Your instructions: Would you extend the description of the master's program in conflict analysis, picking up right after its final sentence?

Text segment:
▼

Conflict is an inevitable social and organizational reality. It also holds great potential for harm and good. Conflict can be damaging to organizations, agencies, and business. It has the potential to destroy morale, polarize coworkers, and divert precious energy from meeting organizational goals.

The ability to identify, analyze, and resolve conflicts is a skilled required for just about every profession.

The 30-credit hour, interdisciplinary master of science in conflict analysis is designed to train students to assess the cause of and design practical means to move beyond conflict to achieve personal and institutional objectives. The program combines theory and application to address the need for highly skilled conflict resolvers to work in various fields in both public and private sectors.

Conflict Analysis and Resolution, M.S.

Degree Information

This unique multidisciplinary master's program appeals to both current undergraduate students who would like to continue their education by becoming experts at resolving conflicts and professionals wanting to obtain strategies for conflict analysis and resolution.

▲

Data shown:
▼

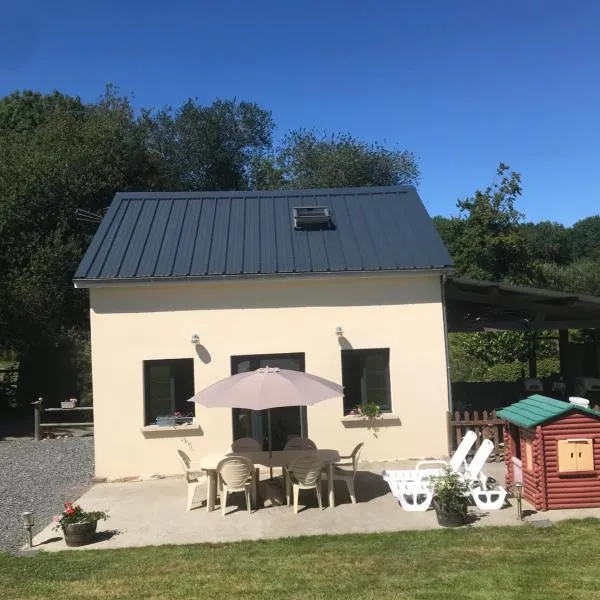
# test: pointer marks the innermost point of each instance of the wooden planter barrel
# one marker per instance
(79, 534)
(449, 518)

▲

Exercise result:
The 2017 Buffalo Niagara Labor Market Assessment (LMA) concluded that over the next 10 years, more than 137,600 Buffalo Niagara workers will be over the age of 65. If all these workers retired, a fifth of current jobs would become vacant. Over half of the vacancies would be seen in four industries: health, manufacturing, education, and professional services.

Specialized knowledge and skills that will be required by new workers include complex problem solving, ability to handle and resolve complaints, negotiation, communication, coordination, troubleshooting.

The master’s program addresses the need for highly skilled conflict resolvers to work in myriad professions:

  • Business
  • Criminal justice
  • Education
  • Government
  • Health care
  • Labor relations
  • Ministry 

Focus

The program has an applied focus and is designed around conflict resolution pillars/competencies:

  • The theoretical approaches in understanding the why and how conflict exist and escalate
     
  • The dynamics of conflict
     
  • The practical methods for assessing and evaluating conflict
     
  • The stages of conflict resolution process and storytelling.

Outcomes

Students who successfully complete the program will have achieved a minimal standard on the following student learning outcomes:

  • Assessing differing forms of conflict through an interactive process of engagement;
     
  • Applying current theoretical knowledge to categorize and assess multiple conflict situations;
     
  • Determining the most efficient and beneficial response to multiple conflict situations;
     
  • Formulating appropriate responses to achieve a successful conflict resolution; and
     
  • Establish institutional mechanisms and procedures to prevent future similar conflicts from developing.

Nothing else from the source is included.